## TASK
With pictures excluded, output exactly the lines that run from the first line of the data below through the line containing "Each instance of the red flower".
++++++
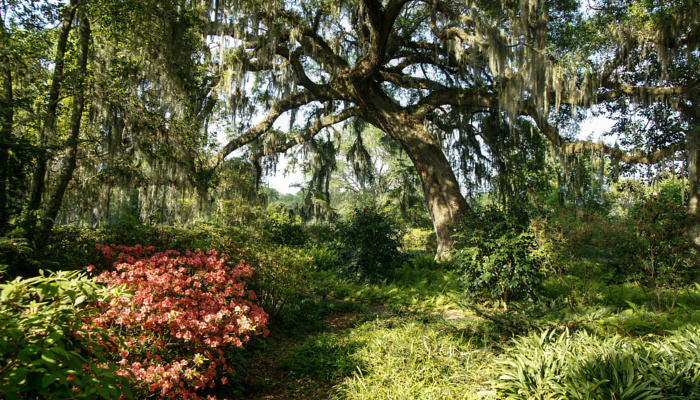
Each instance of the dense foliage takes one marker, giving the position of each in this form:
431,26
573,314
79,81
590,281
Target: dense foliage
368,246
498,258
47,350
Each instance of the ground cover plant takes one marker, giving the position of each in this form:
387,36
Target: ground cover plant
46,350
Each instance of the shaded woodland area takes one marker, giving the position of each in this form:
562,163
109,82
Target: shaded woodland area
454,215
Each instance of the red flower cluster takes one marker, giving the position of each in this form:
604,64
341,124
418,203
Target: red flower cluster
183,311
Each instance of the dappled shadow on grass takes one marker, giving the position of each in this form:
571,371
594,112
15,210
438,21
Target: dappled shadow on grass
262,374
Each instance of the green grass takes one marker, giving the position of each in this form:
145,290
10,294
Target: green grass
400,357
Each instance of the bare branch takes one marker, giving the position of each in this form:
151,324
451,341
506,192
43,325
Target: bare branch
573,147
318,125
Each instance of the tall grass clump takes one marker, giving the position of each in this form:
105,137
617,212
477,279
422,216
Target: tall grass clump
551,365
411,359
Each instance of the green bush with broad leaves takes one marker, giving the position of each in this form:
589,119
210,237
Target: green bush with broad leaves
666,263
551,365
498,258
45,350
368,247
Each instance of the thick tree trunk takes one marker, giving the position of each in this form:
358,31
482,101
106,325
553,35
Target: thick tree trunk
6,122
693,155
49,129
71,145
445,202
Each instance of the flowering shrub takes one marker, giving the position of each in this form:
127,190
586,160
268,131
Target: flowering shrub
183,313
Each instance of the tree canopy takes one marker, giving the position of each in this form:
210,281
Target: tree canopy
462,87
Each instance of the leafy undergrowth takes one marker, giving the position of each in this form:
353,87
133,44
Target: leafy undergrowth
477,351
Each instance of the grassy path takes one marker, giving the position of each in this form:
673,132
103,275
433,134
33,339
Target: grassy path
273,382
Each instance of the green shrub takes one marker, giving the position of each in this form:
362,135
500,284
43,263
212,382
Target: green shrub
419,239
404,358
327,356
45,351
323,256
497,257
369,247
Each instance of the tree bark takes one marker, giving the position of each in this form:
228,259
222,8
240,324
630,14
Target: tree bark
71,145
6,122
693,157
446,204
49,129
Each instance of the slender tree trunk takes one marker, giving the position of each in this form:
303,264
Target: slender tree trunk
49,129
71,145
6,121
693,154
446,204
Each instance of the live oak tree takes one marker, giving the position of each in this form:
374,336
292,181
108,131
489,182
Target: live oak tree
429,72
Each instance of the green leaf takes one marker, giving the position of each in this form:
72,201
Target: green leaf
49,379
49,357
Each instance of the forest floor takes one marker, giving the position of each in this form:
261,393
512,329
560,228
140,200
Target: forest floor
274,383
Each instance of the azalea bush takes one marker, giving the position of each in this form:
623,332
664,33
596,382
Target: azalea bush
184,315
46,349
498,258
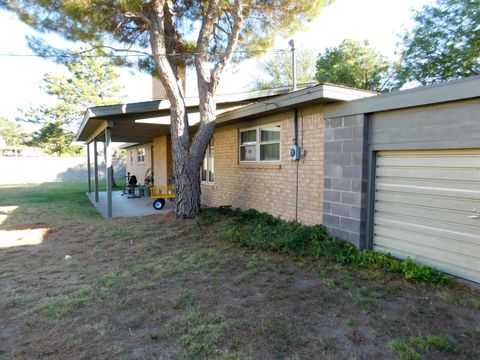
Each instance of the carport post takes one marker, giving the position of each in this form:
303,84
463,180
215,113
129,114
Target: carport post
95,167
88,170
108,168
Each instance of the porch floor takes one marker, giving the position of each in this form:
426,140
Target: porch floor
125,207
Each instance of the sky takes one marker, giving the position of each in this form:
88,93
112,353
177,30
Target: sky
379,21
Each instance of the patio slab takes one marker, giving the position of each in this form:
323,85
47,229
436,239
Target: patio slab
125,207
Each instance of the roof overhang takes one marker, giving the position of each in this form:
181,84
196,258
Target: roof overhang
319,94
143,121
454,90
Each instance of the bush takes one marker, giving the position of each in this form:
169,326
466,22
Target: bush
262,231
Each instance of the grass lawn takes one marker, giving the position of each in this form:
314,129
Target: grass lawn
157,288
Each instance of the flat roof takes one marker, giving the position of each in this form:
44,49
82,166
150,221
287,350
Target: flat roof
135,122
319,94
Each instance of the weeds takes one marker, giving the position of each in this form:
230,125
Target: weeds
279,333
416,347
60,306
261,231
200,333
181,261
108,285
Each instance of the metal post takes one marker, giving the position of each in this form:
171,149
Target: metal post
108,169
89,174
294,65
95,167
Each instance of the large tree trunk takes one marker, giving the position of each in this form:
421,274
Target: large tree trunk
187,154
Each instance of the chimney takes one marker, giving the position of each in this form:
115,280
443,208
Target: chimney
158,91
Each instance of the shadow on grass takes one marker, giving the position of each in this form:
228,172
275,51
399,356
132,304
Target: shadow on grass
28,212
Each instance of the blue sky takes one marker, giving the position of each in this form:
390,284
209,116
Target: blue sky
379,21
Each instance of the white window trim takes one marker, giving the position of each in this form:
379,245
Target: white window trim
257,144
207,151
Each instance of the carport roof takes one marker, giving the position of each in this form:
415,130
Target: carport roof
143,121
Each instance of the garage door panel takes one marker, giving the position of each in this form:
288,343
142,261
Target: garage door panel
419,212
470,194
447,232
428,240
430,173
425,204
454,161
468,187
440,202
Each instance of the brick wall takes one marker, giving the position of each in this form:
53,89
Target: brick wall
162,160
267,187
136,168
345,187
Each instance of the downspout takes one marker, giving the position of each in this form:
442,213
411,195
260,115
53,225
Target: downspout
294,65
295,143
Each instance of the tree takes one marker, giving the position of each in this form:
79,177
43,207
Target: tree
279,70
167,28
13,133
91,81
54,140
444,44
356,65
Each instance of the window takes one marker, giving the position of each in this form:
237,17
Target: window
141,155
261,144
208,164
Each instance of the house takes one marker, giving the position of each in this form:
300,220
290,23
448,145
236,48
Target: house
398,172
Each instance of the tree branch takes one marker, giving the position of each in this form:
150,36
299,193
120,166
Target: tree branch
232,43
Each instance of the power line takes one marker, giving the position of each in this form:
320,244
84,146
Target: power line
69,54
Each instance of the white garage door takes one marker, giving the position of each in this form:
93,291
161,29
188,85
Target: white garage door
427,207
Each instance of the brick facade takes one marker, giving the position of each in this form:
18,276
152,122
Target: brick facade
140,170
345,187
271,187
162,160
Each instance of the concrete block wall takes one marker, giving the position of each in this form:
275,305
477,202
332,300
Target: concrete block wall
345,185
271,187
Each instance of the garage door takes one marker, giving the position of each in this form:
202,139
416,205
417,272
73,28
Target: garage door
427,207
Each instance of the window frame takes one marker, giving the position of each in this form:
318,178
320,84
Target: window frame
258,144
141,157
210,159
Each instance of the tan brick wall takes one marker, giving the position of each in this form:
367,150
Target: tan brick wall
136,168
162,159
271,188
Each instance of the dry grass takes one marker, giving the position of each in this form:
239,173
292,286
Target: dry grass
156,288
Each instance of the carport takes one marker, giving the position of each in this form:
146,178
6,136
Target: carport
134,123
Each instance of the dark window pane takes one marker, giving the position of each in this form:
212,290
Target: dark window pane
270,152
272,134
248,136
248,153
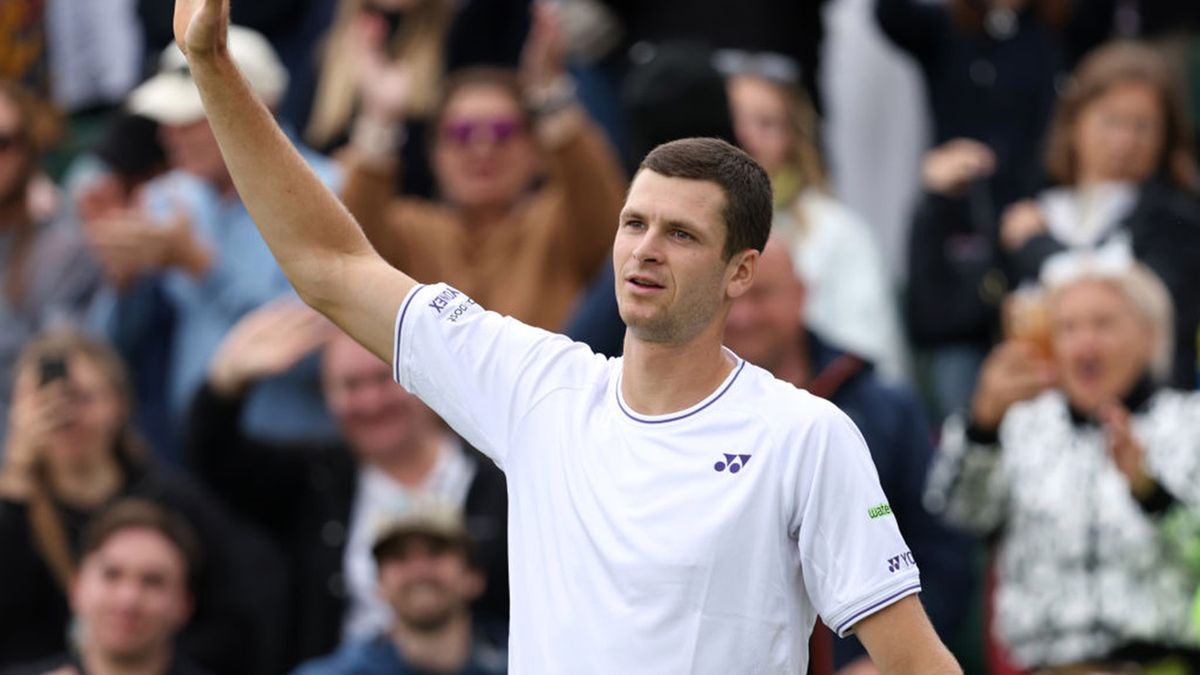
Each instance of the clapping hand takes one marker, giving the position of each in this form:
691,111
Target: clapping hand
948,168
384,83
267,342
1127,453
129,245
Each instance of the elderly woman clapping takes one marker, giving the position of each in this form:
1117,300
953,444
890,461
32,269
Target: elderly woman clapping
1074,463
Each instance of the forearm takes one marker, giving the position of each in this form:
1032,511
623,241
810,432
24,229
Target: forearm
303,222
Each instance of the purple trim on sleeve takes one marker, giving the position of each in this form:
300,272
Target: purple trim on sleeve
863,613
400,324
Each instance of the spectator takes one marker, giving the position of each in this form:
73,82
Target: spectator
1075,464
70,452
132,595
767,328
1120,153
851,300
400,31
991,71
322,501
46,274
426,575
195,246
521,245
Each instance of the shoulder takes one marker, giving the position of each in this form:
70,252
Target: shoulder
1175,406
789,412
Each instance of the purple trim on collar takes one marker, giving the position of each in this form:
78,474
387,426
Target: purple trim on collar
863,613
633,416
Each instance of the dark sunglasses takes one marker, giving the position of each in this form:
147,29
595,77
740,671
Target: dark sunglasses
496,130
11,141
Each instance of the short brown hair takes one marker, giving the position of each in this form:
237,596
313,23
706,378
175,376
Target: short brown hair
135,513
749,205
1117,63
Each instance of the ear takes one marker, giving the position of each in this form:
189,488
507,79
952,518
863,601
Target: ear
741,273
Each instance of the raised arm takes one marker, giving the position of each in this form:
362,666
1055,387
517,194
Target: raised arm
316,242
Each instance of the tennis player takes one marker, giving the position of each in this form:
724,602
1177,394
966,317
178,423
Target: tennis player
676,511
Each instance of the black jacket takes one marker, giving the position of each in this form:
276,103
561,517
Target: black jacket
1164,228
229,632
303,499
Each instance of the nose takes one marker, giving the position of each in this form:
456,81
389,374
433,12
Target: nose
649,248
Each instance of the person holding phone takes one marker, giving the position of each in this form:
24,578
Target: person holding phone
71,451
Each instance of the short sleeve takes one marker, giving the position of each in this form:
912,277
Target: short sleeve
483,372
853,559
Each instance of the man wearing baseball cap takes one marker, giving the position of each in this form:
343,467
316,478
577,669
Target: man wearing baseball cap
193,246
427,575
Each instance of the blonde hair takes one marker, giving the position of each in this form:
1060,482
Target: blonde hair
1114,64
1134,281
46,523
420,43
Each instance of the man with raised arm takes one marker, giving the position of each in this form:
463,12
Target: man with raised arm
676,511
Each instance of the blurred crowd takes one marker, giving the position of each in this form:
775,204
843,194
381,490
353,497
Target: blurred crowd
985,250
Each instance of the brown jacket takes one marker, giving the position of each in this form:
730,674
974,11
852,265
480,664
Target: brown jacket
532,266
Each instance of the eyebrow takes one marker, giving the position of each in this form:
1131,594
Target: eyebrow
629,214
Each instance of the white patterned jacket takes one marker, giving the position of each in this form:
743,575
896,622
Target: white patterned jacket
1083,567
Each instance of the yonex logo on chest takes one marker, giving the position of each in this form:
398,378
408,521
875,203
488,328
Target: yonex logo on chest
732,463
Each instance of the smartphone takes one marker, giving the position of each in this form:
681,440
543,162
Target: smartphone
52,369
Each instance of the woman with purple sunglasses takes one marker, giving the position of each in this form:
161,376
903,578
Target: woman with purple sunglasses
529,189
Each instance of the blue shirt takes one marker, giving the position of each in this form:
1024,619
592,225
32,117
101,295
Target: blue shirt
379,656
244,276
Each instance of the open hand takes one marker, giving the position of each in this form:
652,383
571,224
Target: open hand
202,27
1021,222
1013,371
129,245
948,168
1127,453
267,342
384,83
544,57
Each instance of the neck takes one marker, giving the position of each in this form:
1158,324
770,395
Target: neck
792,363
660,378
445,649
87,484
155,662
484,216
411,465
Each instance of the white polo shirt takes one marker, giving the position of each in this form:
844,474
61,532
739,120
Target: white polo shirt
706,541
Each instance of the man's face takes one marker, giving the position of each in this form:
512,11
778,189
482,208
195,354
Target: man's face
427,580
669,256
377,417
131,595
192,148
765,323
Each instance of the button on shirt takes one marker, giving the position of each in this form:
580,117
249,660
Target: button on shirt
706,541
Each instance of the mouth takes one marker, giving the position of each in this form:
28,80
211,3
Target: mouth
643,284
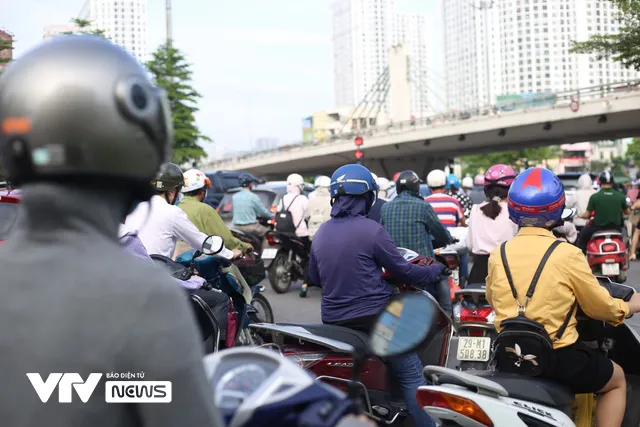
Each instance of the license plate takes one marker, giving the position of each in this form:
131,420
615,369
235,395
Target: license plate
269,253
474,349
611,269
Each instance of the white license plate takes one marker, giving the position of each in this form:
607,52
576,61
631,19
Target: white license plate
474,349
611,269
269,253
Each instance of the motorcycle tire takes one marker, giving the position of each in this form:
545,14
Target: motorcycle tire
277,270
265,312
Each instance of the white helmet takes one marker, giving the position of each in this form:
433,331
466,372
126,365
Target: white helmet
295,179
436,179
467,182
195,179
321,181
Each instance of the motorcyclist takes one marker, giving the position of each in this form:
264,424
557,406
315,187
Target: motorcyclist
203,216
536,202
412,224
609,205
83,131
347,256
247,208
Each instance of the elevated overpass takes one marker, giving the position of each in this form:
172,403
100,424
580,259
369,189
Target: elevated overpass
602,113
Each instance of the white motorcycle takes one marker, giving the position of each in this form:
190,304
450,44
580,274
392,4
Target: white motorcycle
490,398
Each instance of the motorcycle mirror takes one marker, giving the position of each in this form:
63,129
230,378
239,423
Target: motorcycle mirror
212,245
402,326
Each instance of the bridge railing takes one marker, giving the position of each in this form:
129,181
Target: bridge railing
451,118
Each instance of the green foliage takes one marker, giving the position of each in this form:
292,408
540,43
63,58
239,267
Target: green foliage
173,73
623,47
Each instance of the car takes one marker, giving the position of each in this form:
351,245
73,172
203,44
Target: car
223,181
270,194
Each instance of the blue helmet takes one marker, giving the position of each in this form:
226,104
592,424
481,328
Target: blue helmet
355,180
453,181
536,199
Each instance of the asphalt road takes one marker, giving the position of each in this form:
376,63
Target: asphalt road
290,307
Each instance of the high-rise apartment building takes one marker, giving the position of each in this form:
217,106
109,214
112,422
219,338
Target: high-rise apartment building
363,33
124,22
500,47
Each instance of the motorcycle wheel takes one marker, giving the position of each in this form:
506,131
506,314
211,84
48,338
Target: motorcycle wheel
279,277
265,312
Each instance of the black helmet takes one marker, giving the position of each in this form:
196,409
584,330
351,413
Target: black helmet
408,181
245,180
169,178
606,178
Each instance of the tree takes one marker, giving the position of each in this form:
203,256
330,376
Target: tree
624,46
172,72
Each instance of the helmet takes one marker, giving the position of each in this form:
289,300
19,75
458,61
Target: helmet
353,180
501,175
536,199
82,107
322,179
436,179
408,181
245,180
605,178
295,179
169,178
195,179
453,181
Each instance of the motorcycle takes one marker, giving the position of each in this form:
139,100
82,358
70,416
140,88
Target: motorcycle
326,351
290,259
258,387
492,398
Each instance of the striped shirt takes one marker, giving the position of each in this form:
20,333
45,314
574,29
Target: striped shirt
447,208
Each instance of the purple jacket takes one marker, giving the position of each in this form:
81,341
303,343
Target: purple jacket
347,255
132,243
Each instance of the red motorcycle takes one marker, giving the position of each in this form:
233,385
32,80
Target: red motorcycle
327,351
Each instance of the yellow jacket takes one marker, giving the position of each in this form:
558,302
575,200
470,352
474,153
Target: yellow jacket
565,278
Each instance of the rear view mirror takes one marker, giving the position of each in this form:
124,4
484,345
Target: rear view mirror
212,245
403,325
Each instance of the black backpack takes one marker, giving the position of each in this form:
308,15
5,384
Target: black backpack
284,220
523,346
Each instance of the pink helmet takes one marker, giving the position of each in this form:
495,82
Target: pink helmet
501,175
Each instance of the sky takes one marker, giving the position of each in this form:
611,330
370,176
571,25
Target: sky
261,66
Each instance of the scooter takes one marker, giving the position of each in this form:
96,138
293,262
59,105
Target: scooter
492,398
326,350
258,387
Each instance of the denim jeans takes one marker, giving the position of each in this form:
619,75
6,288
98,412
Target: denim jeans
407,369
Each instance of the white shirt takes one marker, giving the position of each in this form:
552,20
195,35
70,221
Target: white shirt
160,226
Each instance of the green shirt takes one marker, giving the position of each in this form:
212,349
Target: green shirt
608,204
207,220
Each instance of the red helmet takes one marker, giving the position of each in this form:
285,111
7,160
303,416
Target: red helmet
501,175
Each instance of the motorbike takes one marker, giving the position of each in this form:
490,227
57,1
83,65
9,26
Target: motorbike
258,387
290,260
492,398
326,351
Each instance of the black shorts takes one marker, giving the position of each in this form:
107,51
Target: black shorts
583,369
++++++
## ANSWER FOR THIS EXERCISE
Each instance of the dense foliage takes one marker, giving the position of each in this form:
431,26
573,314
79,81
590,281
Target: dense foliage
368,246
498,258
47,350
Each instance of the ground cover plant takes one marker, giving the position of each in this form:
387,36
Target: ground cover plant
46,350
Each instance of the shaded woodland area takes one marker, giving the position of each in this form:
562,163
109,82
Target: shaded woodland area
454,215
Each instance of the red flower cluster takes one marker, giving the position of each in this form:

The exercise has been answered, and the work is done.